--- The data ---

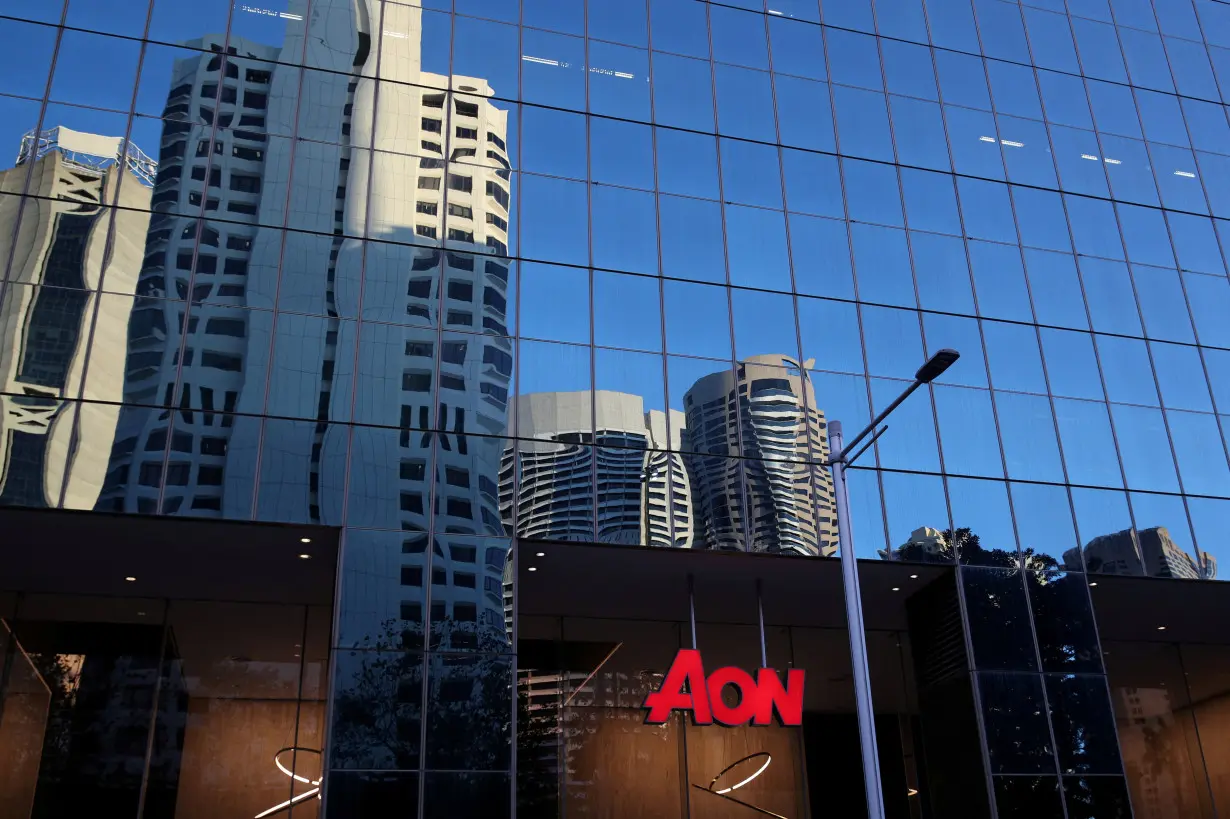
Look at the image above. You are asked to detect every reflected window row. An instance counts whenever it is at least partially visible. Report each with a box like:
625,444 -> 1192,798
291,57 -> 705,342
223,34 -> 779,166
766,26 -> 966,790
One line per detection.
10,20 -> 1230,180
8,153 -> 1230,331
10,0 -> 1230,112
9,5 -> 1230,168
5,384 -> 1229,582
849,470 -> 1226,580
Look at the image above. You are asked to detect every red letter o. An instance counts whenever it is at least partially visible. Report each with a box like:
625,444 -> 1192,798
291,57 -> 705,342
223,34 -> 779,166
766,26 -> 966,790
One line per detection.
706,666 -> 759,726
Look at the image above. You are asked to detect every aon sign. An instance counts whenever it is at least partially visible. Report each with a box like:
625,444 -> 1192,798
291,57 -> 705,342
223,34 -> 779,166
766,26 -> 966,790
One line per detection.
642,649 -> 806,727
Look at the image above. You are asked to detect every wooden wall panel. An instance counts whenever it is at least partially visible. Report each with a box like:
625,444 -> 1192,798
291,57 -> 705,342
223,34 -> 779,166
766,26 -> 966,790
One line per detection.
173,698 -> 324,819
685,723 -> 806,819
560,708 -> 807,819
565,708 -> 685,819
0,684 -> 49,819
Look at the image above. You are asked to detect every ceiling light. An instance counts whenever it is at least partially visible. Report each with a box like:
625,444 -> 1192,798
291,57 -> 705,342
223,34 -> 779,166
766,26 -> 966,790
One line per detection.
293,653 -> 300,658
298,553 -> 311,560
1089,581 -> 1098,586
137,611 -> 146,617
891,587 -> 900,592
125,576 -> 136,582
300,537 -> 312,544
535,551 -> 545,557
909,574 -> 918,579
1158,626 -> 1167,631
528,567 -> 538,572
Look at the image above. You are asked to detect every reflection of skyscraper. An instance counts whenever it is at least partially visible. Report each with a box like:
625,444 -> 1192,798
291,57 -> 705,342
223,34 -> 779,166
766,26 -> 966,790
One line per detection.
97,34 -> 280,516
314,0 -> 514,643
1070,526 -> 1217,580
500,391 -> 693,547
0,127 -> 153,509
683,355 -> 837,556
93,1 -> 515,642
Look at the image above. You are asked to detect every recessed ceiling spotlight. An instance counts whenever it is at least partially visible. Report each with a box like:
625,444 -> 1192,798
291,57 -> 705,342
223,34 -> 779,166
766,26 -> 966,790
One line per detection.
909,574 -> 918,579
1158,626 -> 1167,631
535,551 -> 545,557
300,537 -> 312,544
293,653 -> 300,658
136,611 -> 146,617
1089,581 -> 1098,587
891,587 -> 900,592
298,553 -> 311,560
125,576 -> 136,582
528,566 -> 538,572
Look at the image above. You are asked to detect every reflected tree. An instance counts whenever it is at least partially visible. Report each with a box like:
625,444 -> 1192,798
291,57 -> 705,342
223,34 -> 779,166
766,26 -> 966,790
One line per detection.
330,618 -> 514,774
892,526 -> 1059,571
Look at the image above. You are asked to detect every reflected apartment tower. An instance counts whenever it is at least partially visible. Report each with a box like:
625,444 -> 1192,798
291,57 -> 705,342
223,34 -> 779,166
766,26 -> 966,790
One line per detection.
683,354 -> 837,556
500,391 -> 693,547
282,0 -> 515,644
1067,526 -> 1217,579
0,127 -> 153,509
98,34 -> 279,516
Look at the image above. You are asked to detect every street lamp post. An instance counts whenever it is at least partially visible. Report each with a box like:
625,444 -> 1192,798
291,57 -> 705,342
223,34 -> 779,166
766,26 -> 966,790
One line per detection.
826,349 -> 960,819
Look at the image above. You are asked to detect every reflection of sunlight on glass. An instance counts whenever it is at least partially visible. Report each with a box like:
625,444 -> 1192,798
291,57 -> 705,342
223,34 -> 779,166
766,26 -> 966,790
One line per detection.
238,4 -> 302,20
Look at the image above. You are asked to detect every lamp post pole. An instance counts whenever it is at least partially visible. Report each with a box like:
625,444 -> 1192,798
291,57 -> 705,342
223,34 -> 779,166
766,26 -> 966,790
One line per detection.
826,349 -> 960,819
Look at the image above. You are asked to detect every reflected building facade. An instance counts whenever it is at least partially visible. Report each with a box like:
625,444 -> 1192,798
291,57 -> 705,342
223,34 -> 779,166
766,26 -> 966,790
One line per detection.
502,390 -> 692,547
0,127 -> 153,509
683,355 -> 836,556
1071,526 -> 1217,580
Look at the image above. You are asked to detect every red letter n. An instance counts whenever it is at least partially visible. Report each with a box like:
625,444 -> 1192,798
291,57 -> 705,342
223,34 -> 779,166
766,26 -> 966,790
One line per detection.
752,667 -> 805,726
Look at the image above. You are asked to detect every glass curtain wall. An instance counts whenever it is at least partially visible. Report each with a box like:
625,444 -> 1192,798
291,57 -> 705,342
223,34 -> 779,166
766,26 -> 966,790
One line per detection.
3,0 -> 1230,814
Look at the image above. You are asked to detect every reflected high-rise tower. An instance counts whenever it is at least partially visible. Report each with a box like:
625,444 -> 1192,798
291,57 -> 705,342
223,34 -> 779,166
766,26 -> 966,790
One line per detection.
1069,526 -> 1217,580
97,34 -> 281,516
0,127 -> 154,509
683,354 -> 837,556
500,391 -> 693,547
95,0 -> 514,644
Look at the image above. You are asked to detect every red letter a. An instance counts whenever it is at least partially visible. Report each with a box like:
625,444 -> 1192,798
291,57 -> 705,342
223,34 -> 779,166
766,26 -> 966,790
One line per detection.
753,667 -> 805,726
643,649 -> 712,724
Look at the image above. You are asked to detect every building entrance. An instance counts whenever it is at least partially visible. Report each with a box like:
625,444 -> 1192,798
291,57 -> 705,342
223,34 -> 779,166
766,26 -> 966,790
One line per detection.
0,508 -> 336,819
515,542 -> 943,819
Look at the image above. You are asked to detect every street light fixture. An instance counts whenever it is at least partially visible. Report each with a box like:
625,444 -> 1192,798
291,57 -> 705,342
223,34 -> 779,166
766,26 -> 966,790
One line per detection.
825,348 -> 960,819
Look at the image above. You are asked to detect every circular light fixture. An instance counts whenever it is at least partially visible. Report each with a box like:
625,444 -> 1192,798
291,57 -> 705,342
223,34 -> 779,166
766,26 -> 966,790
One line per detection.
706,752 -> 773,795
255,747 -> 322,818
298,553 -> 311,560
125,576 -> 136,582
528,566 -> 538,572
535,551 -> 545,557
300,537 -> 312,544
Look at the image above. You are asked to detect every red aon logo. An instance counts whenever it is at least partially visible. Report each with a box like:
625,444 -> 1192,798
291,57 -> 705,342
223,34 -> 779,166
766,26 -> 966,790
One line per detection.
642,649 -> 806,727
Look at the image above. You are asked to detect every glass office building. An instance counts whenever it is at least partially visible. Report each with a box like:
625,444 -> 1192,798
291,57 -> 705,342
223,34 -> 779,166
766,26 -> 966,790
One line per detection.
2,0 -> 1230,816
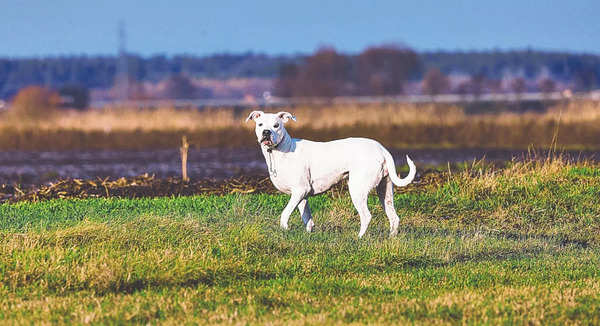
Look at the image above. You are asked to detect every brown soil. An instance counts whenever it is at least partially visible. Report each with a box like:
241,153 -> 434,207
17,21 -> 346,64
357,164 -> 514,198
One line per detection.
2,147 -> 596,187
1,170 -> 445,204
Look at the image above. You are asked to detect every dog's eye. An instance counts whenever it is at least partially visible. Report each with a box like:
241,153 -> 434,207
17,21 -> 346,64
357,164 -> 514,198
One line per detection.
258,123 -> 263,127
274,123 -> 279,128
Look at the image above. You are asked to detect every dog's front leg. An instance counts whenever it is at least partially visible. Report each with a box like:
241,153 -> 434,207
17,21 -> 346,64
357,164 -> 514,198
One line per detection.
280,192 -> 306,230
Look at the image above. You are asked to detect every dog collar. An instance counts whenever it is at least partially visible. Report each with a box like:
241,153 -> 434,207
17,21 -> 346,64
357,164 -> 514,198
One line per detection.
266,134 -> 286,152
265,134 -> 288,177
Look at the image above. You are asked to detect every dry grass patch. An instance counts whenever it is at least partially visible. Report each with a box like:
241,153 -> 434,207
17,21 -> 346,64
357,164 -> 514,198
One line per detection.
1,100 -> 600,149
2,100 -> 598,132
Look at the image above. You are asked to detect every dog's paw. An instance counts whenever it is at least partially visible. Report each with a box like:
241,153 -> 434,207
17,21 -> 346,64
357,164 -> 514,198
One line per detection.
280,222 -> 289,230
306,220 -> 314,232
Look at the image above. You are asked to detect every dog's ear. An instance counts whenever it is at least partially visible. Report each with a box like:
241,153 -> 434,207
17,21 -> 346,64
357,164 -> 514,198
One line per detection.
277,111 -> 296,123
245,110 -> 264,122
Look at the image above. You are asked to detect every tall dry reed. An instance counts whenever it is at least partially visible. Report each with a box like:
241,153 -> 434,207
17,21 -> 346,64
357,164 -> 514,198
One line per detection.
0,100 -> 598,150
3,101 -> 598,132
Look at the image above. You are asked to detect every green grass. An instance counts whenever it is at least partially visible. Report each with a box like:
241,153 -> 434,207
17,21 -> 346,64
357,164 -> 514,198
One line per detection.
1,161 -> 600,324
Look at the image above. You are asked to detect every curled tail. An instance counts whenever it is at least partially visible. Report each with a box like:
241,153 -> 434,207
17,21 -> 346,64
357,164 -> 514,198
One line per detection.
380,145 -> 416,187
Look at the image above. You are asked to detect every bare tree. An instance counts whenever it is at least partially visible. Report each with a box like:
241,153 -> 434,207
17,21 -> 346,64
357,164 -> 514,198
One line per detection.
296,47 -> 351,97
469,73 -> 486,98
163,74 -> 211,99
127,81 -> 150,100
538,78 -> 556,94
274,63 -> 299,97
273,44 -> 420,98
574,69 -> 598,91
485,79 -> 503,94
510,77 -> 527,105
422,68 -> 450,96
510,77 -> 527,95
455,81 -> 471,99
357,45 -> 420,96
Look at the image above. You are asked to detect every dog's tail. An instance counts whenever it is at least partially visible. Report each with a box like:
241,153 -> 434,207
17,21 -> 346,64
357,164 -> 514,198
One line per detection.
380,145 -> 416,187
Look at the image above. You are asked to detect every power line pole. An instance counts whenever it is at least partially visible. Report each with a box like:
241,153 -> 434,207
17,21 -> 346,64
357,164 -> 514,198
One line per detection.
116,21 -> 129,102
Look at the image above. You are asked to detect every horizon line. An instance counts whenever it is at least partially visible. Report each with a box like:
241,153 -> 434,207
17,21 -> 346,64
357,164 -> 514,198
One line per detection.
1,46 -> 599,60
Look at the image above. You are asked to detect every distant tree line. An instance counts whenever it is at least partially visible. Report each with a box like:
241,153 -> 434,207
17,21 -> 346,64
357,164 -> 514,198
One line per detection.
275,47 -> 600,98
1,49 -> 599,99
0,53 -> 297,99
421,69 -> 560,97
422,50 -> 600,85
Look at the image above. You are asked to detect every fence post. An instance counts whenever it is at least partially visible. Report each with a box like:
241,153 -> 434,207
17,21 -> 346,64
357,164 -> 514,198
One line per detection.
180,136 -> 189,182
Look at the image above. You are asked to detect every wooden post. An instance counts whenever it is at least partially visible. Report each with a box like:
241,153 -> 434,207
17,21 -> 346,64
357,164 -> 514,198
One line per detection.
180,136 -> 189,182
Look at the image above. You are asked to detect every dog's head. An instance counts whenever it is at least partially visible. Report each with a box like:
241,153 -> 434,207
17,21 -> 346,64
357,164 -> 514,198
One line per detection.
245,111 -> 296,148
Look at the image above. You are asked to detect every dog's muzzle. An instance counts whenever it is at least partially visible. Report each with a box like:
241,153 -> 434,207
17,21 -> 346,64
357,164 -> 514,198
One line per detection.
260,130 -> 274,147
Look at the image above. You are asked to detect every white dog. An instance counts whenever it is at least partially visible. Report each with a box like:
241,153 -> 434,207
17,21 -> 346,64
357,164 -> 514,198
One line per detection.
246,111 -> 416,238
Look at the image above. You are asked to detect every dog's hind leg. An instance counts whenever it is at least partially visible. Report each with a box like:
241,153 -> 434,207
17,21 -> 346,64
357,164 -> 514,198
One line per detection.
377,176 -> 400,237
297,198 -> 314,232
349,176 -> 375,238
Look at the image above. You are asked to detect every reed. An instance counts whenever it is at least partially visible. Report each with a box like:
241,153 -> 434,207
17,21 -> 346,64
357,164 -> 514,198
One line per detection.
0,100 -> 599,150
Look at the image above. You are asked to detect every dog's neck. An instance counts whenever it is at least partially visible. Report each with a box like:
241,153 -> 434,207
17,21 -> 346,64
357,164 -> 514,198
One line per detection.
262,130 -> 295,178
266,130 -> 293,154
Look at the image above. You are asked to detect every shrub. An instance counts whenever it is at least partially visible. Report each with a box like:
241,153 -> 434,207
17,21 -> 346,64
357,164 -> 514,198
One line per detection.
423,68 -> 450,96
11,86 -> 61,119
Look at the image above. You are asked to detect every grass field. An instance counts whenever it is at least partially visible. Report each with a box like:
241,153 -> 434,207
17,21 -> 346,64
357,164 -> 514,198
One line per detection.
1,159 -> 600,324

---

**Task item:** Tally the lines of the records that hold the word "street" and output only the total.

**Response to this task:** 2